═══ DATA FOR THE TASK ═══

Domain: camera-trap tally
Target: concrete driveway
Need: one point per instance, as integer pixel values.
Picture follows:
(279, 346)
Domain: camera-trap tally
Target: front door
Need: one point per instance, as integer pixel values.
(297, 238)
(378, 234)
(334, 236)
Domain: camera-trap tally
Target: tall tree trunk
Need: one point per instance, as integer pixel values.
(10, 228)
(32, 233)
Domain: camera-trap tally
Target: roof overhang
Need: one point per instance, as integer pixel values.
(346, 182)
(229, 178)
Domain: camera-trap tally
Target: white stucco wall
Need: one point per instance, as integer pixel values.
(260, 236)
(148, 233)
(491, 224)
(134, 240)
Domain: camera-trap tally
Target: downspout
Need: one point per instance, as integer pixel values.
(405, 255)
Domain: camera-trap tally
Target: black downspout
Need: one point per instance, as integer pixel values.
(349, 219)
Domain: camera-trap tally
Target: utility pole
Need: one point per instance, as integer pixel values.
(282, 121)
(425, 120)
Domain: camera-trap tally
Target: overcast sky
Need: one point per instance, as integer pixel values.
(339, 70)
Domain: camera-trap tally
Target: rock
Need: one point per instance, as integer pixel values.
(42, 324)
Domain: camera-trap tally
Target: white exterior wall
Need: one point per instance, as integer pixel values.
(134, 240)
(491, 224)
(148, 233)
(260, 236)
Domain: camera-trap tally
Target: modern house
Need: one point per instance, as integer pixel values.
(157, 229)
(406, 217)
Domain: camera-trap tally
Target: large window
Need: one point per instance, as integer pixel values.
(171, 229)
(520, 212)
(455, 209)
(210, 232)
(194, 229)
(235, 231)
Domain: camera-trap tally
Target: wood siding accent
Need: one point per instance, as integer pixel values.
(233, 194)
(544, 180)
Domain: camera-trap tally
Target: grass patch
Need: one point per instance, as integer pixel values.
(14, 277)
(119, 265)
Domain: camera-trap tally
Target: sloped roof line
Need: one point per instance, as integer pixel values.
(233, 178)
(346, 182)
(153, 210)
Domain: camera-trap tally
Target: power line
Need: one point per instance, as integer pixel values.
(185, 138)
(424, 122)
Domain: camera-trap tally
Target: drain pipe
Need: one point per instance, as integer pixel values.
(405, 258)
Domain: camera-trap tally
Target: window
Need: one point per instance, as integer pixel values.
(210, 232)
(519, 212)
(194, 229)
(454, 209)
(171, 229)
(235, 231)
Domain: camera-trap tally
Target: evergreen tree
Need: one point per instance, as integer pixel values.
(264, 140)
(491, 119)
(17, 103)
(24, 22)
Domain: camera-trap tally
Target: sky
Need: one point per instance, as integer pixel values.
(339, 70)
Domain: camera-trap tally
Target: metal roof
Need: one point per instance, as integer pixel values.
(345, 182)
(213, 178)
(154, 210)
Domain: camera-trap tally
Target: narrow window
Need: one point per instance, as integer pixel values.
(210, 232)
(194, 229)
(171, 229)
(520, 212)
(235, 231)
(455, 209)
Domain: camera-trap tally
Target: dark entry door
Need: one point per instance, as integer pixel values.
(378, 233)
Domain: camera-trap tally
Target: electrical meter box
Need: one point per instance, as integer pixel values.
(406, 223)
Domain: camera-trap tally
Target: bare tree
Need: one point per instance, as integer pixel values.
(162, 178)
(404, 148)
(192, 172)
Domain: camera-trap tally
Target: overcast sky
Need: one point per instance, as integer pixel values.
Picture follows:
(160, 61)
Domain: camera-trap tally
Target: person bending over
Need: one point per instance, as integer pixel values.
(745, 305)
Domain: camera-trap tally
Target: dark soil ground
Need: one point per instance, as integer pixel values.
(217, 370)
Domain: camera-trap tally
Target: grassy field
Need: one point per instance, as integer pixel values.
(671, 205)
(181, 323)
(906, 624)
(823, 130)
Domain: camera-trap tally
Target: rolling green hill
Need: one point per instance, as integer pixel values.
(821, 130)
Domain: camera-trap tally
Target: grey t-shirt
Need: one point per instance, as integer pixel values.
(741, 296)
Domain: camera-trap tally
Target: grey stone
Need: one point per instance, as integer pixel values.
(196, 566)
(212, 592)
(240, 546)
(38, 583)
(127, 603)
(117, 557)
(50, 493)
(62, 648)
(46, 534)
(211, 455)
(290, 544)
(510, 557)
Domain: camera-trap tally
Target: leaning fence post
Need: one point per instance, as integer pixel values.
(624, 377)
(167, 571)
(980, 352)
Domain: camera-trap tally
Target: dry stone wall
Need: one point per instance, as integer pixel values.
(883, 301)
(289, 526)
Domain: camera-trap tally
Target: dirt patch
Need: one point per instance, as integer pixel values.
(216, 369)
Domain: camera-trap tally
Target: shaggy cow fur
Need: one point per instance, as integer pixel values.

═══

*ABOUT THIS EXERCISE*. Reproduce verbatim the stretch of lines beginning with the one containing "Target: leaning fence post" and ending at the close of the entries above.

*WRITTEN ANSWER*.
Target: leaning fence post
Need: one point per instance, as integer pixel values.
(624, 377)
(167, 571)
(980, 352)
Domain: camera-trap tally
Target: dry stone wall
Need: one point per instance, as integer pixel values.
(883, 301)
(289, 526)
Domain: camera-trap tally
Target: dirt patch
Need: one point per instance, as integer pixel values.
(216, 369)
Domain: camera-trap tally
Target: shaggy cow fur
Need: one point per instance, as integer pixel values.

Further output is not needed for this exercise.